- Required task: Please copy out the book review word for word, beginning at the words "The country is" and stopping after the words "or civilians oligarchies.".

- Reading passage:
** begin **

Title: The Route to Power in Nigeria, A Dynamic Engagement Option for Current and Aspiring Leaders
Author: M. J. Balogun (2009)
By ANTONIA TAIYE SIMBINE
Published by Palgrave Macmillan, this highly well researched and aptly presented 264-page book of 11 chapters, with a foreword by Nigeria’s first Executive President Alhaji Shehu Shagari, is generally about the many problems bedevilling this nation but largely about how leaders were, are made and unmade, which affects how they try to resolve the issues plaguing Nigeria. For people with interest in the progress and development of nations, the story is awful, being that there are no clearly set ways or agenda guiding this process. Instead, it is either about the person with the gun being master, first come first served, winner takes all, which part of the country one hails from, the loudest noisemakers getting the most chance or opportunity, and selection or elevation by connection. The book begins by conceptualising leaders as essentially about power and/or influence in society. Accordingly, it sees leadership as the capacity to envision a future that a growing number of people find sufficiently worthy of their time and resources. This entails affirming a position, propagating a set of values, igniting emotions, commanding loyalty and admiration and bequeathing enduring legacies (to followers) in environments similar to Nigeria’s.
The country is diverse, a factor which poses serious challenges to leadership but at the same time helps curb authoritarian tendencies as leaders spend time bargaining and managing conflicts of allegiances and transacting business with friends and foes. Within such a complex environment, what can engender progress is not constant change in personalities at the helm of affairs but the existence and survival of institutions. Thus, leaders come and go but rarely find on arrival or leave behind on departure a set of enduring values. The Nigerian situation is worsened by the fact that sovereignty that ought to belong to the people and from whom government derives its power and authority had for long been confiscated by military juntas or civilians oligarchies.
As a result, Nigeria still has a long way to go to bridge the gap between formal structural precepts and effective institutional behaviour. According to Balogun, time is of the essence in the institutionalisation process, providing opportunity for learning from mistakes and for practices to mature based on the experience in rolling with the good and the bad. Take the issue of security where a state police commissioner’s responsibility to a state governor is in conflict with his responsibility to the Inspector General of Police, IGP, who is in turn responsible to the President of the federation, with implications not only for law and order in a federal system but also for the conduct of free and fair elections which ought to throw up leaders. Despite the observed deficiencies, necessary adjustments for improving state security have yet to be put in place. Similarly, lack of institutionalisation of parts and the party process as seen in overwhelming influence of party elders, godfathers and strong men, as well as the lack of internal and grassroots democracy and cohesion within parties which the author discusses in relation to the ruling Peoples Democratic Party, PDP, all point to the lack of and need for institutionalisation as well as time for such a process to evolve.

** end **

- Stored data:

** begin **

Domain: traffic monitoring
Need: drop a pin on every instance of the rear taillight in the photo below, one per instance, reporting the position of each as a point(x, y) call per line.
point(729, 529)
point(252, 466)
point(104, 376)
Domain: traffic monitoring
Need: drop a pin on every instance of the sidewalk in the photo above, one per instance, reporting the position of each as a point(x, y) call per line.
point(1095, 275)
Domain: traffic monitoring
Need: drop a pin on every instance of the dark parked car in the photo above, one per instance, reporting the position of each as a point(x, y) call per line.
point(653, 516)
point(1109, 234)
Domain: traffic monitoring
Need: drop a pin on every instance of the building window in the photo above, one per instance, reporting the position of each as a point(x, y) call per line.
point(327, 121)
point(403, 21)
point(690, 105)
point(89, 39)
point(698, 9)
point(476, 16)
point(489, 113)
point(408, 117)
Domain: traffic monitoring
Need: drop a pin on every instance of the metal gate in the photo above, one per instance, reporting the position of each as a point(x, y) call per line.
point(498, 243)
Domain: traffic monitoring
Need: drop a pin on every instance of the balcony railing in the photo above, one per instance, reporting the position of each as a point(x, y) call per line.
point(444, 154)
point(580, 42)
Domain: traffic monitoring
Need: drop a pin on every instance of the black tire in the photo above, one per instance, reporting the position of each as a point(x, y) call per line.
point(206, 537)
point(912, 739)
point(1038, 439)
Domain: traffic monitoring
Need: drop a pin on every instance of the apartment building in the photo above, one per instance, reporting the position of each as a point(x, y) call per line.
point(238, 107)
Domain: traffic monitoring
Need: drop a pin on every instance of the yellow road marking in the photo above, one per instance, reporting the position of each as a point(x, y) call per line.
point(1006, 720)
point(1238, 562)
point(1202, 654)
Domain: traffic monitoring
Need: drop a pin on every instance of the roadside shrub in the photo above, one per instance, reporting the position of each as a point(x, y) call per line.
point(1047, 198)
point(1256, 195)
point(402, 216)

** end **

- Complete response:
The country is diverse, a factor which poses serious challenges to leadership but at the same time helps curb authoritarian tendencies as leaders spend time bargaining and managing conflicts of allegiances and transacting business with friends and foes. Within such a complex environment, what can engender progress is not constant change in personalities at the helm of affairs but the existence and survival of institutions. Thus, leaders come and go but rarely find on arrival or leave behind on departure a set of enduring values. The Nigerian situation is worsened by the fact that sovereignty that ought to belong to the people and from whom government derives its power and authority had for long been confiscated by military juntas or civilians oligarchies.